2. Incorporate help messaging and leverage docs
Developers rely on documentation, and its quality can make or break the experience. Cockroach Labs has built a library of articles, references, and tutorials to help developers get started and maintain their database.

We knew users were bouncing between the product and the docs to solve issues. We wanted to remove that friction without overloading the UI. The challenge was striking a balance between contextual help and information overload.
Definitions in the UI
Different databases use different terminology, so clear definitions matter. We heard from users that storage metrics in particular were confusing because there are a few ways those numbers can be calculated.
We started by adding tooltips that surface a definition and a link to the relevant docs. For example, hovering over a storage metric like ‘usable capacity’ brings up the full definition.

Next steps are to extend definitions across the rest of the UI and add more action-oriented guides for troubleshooting specific issues.

Empty states that guide users
Empty states are another good place for help text. We recently added the ability to download a statement diagnostics bundle for a SQL statement fingerprint. The bundle includes traces and other detailed information that help debug query performance.

Diagnostics have to be activated explicitly, so they’re not available the first time the page loads. The empty state on the statement detail page walks the user through activating diagnostics and links out to the docs.
3. Test solutions early with coworkers
Designing database tools at Cockroach Labs means designing for developers with developers. We sit next to the people who use CockroachDB every day. We’ve learned to take advantage of that proximity by testing early.
Reworking the time selector
One of the known issues we wanted to address in the redesign was the time selector for metrics graphs. Those graphs help developers monitor SQL performance, replication, and storage metrics, and answer questions like “is any of my nodes running out of storage?” or “how are my queries performing?”. Most of the time, developers want to see metrics over a window so they can compare what’s happening now versus 10 minutes ago.
Our process looked like this:
1. Define the problem
The original time selector only let users pick from a handful of predefined ranges and didn’t store the selection in the URL. That meant developers couldn’t view granular timeframes, share a snapshot with a colleague, or zoom into a small slice from days ago for a post-mortem.

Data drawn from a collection
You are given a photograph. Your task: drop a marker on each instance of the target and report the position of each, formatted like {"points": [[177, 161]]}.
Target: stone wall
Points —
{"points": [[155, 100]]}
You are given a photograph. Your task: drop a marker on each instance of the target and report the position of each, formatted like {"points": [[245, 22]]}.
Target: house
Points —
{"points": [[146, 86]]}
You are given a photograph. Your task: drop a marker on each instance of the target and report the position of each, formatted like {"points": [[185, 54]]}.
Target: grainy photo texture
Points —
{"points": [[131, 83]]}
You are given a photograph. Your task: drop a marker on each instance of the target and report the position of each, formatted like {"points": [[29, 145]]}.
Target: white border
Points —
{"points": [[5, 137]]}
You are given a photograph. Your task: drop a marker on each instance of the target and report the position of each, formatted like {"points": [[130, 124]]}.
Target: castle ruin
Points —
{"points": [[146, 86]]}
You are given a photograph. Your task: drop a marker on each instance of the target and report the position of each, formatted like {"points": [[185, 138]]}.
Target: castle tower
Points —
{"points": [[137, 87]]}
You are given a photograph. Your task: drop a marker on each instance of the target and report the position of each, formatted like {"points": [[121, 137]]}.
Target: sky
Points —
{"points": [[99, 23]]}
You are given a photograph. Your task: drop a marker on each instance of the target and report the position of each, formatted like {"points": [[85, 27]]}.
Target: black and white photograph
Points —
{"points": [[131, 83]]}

Task brief: Pick up the piece on redesigning the CockroachDB interface after its last sentence and continue it.

Exercise answer:
2. Research
We reviewed tickets from customers and internal teams about UX issues with the time picker.

We knew other products had solved this, so we looked at Grafana, Datadog, and LightStep to understand common patterns for time series selectors.

3. Explore and test
In version 1, we let users pick a predefined range OR a specific start/end time in the same view, with controls to step forward and back or jump to ‘now’.

We tested V1 with SREs (Site Reliability Engineers) on our team and found a few issues:

- 😡 Showing quick ranges and the calendar picker side by side overwhelms users. They feel like they have to fill out the dates to move forward.
- 😡 Users only reach for the calendar picker when they know a specific event happened at a specific time, which isn’t the most common case.
- 😡 Users intuitively want to interact with the graph itself: click-drag to zoom, scroll to pan.
- 😡 Custom date and time formatting was hard to read, and the controls jumped position when switching between predefined and custom ranges.
4. Iterate
Based on the feedback:
- ✅ Hid the calendar picker behind a link, since it isn’t the primary way users want to set a range.
- ✅ Made the time picker input fixed width so the controls don’t jump.
- ✅ Cleaned up date and time formats (dropped the year and seconds, used month abbreviations).
- ✅ Added a length abbreviation so users can quickly read the range they picked (e.g. 5w or 4d).
- ✅ Showed start and end calendars side by side in the custom picker, which takes fewer clicks and is easier to navigate.
Testing the first version with our SREs let us catch issues early and iterate before shipping to customers.